(Natural language region descriptions)
════════
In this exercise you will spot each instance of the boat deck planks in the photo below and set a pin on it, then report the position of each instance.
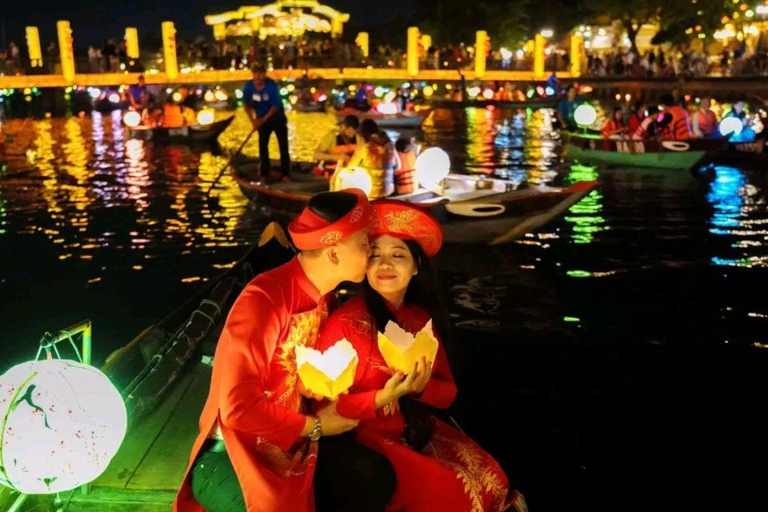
(166, 461)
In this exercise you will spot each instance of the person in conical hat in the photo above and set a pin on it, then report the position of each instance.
(438, 468)
(258, 440)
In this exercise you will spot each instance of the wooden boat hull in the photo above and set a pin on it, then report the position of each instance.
(522, 211)
(185, 135)
(642, 153)
(401, 120)
(533, 104)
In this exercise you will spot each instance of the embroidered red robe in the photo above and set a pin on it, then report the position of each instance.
(452, 474)
(253, 398)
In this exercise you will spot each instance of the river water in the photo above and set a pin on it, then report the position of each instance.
(613, 360)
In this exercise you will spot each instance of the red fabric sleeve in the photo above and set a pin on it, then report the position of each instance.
════════
What to do: Look above for the line containing "In this exercise you will spot each instance of the embroidered"; copy from it through the last line, exactly, and nothing more.

Response to the task:
In this exercise you will spot each instance of the embroidered red robe in the photo above and set a pin on it, then report the position of each instance.
(452, 474)
(253, 398)
In this exercise you will spot each instance of the river water in the photo above and set a pin on it, then report the position of each instance.
(613, 360)
In this exercise you will spot each instance of the red fabric sleeve in the photo above and set a pin on it, then report the position of each instance.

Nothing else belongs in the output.